What is asked
Please swap "glass window" for "window pane" in everything from the start of the data down to the line containing "xmin=276 ymin=9 xmax=606 ymax=334", both ends included. Write out only those lines again, with nothing else changed.

Records for processing
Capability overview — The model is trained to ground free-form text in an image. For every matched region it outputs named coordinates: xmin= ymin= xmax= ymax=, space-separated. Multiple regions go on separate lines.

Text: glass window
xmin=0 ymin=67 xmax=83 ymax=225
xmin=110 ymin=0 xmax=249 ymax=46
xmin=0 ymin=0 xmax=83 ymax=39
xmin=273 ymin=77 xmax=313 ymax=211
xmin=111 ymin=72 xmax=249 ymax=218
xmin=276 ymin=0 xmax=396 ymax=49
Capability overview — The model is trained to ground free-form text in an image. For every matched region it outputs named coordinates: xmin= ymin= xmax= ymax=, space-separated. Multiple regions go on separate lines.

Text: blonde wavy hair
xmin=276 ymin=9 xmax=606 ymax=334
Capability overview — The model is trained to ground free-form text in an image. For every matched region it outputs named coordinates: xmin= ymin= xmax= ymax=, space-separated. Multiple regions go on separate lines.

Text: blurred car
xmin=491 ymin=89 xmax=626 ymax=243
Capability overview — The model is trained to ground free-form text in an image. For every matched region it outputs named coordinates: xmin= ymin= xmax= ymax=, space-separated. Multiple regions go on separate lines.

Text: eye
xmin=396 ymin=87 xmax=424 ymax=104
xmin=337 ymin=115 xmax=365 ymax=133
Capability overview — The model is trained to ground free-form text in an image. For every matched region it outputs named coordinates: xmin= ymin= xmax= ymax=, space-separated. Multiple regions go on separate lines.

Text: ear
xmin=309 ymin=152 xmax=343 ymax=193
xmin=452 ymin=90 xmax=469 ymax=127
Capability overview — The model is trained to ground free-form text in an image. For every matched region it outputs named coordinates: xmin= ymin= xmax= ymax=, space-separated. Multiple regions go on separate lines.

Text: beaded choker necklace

Result of the task
Capability overview — The model is trained to ground free-form text in an image. For every matched region it outputs named coordinates: xmin= ymin= xmax= ymax=, space-separated. Multiple regions go on separate lines.

Text: window pane
xmin=0 ymin=67 xmax=83 ymax=225
xmin=110 ymin=0 xmax=249 ymax=46
xmin=0 ymin=0 xmax=83 ymax=39
xmin=273 ymin=77 xmax=313 ymax=211
xmin=111 ymin=72 xmax=249 ymax=218
xmin=276 ymin=0 xmax=396 ymax=49
Capability overview — The model is trained to ground free-form text in an image. For every matched region it outputs named coordinates: xmin= ymin= xmax= ymax=, space-separated. Multiple regions go on separate lines.

Text: blonde wavy hair
xmin=276 ymin=9 xmax=606 ymax=334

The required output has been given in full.